** Opening Page extract block **
By Mihajla Milovanovic
LOS ANGELES, CA – County election officials this week verified that a five percent sampling of the 715,833 collected signatures in the Los Angeles District Attorney George Gascón recall effort are good, and now all the signatures will be checked.
The Registrar’s Office has until Aug. 17 to determine whether the petition has enough signatures for a special election against Gascón.
If the total number of valid signatures dips below the required number of 566,857, petitioners will have 21 days from the certification of insufficiency to examine what signatures were disqualified and why.
Gascón and district attorneys in general have played important roles to the public, struggling with disease, lockdowns, political turmoil, and extended violence throughout communities, according to the LA Times.
But, last year, San Francisco District Attorney Chesa Boudin was blamed for things like increasing crime and violence, when in reality, crime rates dropped. Boudin was recalled this year.
Boudin, a progressive DA, was a proponent of justice reform with his parents both convicted for killing a police officer in the 1980s.
However, Gascón is a former police officer.
Gascón has a big target on him because it “smacks professional betrayal,” said the LA Times, to be a progressive DA, adding “L.A. County voters have repeatedly expressed their desire for a crime-and-punishment system that is more just, more equitable, more efficient and more constructive.”
** Closing Page extract block **
** Opening Information given block **
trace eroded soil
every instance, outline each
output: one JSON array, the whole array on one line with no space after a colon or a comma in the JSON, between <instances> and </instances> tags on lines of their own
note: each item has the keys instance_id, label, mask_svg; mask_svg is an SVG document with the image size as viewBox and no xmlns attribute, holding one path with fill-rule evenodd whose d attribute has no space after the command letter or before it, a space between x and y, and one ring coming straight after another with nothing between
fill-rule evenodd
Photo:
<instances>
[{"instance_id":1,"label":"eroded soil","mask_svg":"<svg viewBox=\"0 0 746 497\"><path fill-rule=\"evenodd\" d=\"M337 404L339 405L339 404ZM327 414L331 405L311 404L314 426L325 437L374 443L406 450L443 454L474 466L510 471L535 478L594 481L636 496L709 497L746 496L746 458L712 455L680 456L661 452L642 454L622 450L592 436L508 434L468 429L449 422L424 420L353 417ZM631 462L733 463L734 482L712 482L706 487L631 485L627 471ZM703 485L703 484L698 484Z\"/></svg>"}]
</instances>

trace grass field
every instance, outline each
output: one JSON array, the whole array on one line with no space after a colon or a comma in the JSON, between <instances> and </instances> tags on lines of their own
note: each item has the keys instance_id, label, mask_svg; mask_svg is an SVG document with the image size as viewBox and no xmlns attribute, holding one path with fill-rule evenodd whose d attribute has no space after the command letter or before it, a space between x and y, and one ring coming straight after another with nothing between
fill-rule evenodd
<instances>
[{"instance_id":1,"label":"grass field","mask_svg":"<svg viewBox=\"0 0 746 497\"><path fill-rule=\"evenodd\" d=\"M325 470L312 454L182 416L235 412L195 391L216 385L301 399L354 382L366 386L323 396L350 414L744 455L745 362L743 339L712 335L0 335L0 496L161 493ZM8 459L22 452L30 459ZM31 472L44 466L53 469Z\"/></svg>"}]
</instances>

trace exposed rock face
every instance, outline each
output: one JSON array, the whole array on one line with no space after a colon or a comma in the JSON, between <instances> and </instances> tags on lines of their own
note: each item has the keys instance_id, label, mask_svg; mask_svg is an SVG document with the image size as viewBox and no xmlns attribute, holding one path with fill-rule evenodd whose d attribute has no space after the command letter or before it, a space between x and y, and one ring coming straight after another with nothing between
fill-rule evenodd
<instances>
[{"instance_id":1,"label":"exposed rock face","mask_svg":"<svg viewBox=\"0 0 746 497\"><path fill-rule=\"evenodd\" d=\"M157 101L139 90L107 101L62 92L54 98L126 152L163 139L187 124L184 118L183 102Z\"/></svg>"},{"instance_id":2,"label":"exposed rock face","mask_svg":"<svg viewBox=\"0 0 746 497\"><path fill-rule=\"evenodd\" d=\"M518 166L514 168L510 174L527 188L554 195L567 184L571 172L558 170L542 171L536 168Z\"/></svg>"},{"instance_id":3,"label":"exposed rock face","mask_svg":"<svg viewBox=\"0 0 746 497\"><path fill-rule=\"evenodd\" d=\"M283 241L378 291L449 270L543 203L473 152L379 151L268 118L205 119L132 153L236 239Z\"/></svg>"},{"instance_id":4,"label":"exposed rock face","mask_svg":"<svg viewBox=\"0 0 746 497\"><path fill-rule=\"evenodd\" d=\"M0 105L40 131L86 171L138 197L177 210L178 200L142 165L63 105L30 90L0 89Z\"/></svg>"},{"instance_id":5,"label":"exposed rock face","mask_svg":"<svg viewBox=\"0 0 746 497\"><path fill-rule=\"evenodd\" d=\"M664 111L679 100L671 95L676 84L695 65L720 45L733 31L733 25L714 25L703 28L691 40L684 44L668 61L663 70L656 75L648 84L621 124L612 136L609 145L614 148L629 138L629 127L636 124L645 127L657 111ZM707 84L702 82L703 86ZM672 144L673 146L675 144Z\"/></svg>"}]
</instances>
** Closing Information given block **
◆ Brief 1 ◆
Answer these questions from the article on the Gascón recall effort:
(a) How many signatures were collected in the recall effort?
(b) By what date does the Registrar's Office have to determine whether the petition has enough signatures?
(c) What former job does the article say Gascón held?
◆ Brief 2 ◆
Continue the article on the Gascón recall effort, starting after its last sentence.
Nothing in the records is needed here.

◆ Answer box 1 ◆
(a) 715,833
(b) Aug. 17
(c) Police officer

◆ Answer box 2 ◆
Gascón was originally elected to protect and fight the injustices seen in criminal justice misconduct, more specifically, providing “professional insight.”
Crime in Los Angeles County has increased and is requiring a response from government officials. More recently, the community has put the blame for this on prosecutors.
According to The Los Angeles Times, “the notion that a DA can make crime rise or fall over a period of months is absurd.” If the recall for Gascón qualifies for the ballot, the replacement candidates will be on the same “yes or no” ballot.
The recall of Gascón will determine “whether Los Angeles County voters must spend the next three months arguing yet again over reforms they have endorsed again and again, or whether their district attorney will be allowed to continue putting them in place,” said the Times.